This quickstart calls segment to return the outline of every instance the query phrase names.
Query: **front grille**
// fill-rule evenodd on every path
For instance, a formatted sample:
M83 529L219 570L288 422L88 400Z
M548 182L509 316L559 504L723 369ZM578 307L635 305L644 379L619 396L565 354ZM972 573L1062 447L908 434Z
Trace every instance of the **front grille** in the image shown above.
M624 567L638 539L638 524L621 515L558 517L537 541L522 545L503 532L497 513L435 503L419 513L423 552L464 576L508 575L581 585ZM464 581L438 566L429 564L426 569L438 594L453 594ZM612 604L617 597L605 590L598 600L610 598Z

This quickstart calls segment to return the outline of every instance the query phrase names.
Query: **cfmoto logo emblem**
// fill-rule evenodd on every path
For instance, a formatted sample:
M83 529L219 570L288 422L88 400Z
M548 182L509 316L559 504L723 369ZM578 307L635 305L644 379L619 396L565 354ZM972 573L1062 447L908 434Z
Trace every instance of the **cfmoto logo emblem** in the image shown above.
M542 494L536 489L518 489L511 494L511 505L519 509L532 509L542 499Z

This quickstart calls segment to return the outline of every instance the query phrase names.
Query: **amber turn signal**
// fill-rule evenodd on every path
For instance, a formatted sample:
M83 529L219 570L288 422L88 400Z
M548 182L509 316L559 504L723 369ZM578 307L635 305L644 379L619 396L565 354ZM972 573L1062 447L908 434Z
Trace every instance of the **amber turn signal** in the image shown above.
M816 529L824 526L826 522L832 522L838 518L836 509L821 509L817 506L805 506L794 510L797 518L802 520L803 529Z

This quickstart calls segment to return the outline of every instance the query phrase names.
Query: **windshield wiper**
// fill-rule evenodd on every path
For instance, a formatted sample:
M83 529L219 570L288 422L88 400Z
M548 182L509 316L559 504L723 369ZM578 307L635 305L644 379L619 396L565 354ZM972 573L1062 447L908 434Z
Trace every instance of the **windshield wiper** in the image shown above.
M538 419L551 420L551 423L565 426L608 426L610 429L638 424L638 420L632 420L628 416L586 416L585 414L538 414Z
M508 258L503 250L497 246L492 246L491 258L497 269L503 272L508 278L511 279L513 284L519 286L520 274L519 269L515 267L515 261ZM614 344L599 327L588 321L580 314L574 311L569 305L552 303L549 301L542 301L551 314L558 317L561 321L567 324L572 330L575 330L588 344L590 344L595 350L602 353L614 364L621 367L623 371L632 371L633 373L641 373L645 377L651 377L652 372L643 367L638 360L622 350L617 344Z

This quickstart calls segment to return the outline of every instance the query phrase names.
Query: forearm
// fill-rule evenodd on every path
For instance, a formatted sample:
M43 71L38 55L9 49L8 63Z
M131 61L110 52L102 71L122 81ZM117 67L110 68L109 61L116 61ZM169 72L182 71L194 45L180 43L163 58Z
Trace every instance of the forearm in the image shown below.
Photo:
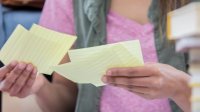
M182 86L179 88L179 92L172 97L172 100L175 101L184 112L191 112L191 88L188 85L189 80L190 76L183 78L181 81Z
M44 112L74 112L77 91L75 83L63 85L45 81L36 93L36 100Z

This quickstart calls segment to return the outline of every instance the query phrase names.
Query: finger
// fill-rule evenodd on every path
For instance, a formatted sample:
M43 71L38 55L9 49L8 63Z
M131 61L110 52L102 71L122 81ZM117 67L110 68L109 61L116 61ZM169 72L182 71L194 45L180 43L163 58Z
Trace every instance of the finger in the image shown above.
M3 80L0 84L0 89L2 91L9 91L10 87L15 83L16 79L21 75L21 73L26 68L26 64L19 63L17 66L10 72L10 74Z
M153 79L153 77L110 77L105 75L102 80L107 84L151 87Z
M106 72L108 76L127 76L127 77L138 77L138 76L150 76L152 75L152 69L148 67L129 67L129 68L112 68Z
M33 86L33 84L35 82L36 75L37 75L37 69L34 68L34 70L32 71L31 75L29 75L28 80L26 81L25 86L19 92L19 97L20 98L23 98L27 94L30 93L30 90L32 89L32 86Z
M0 68L0 81L2 81L5 78L6 74L11 72L16 67L17 63L17 61L13 61L10 64Z
M28 64L26 69L21 73L19 78L15 81L13 86L10 88L10 95L15 96L19 93L19 91L25 86L26 81L28 80L29 76L31 75L34 67L32 64Z
M140 94L149 94L149 91L151 91L151 89L147 87L141 87L141 86L122 85L122 84L111 84L111 85L115 87L123 88L130 92L140 93Z
M112 86L123 88L145 99L155 98L154 91L146 87L137 87L137 86L132 86L132 85L126 86L126 85L120 85L120 84L113 84Z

WHAT IS REQUIRED:
Copy out the material from its first line through the line containing "M624 567L638 539L638", keeping every character unchanged.

RESULT BELOW:
This quickstart calls segment to return the outline of every instance the query phrase names.
Query: **front grille**
// fill-rule evenodd on every path
For instance, a formatted sample:
M83 529L219 570L288 422L88 400Z
M548 182L509 316L559 504L723 369ZM578 307L635 305L644 379L619 396L565 354ZM972 573L1062 447L908 434Z
Trace every instance of the **front grille** in the image shown above.
M624 567L638 539L638 524L621 515L558 517L537 541L522 545L503 532L497 513L435 503L419 513L423 552L464 576L508 575L581 585ZM464 581L438 566L429 564L426 569L438 594L453 594ZM612 604L617 597L605 590L598 600L610 598Z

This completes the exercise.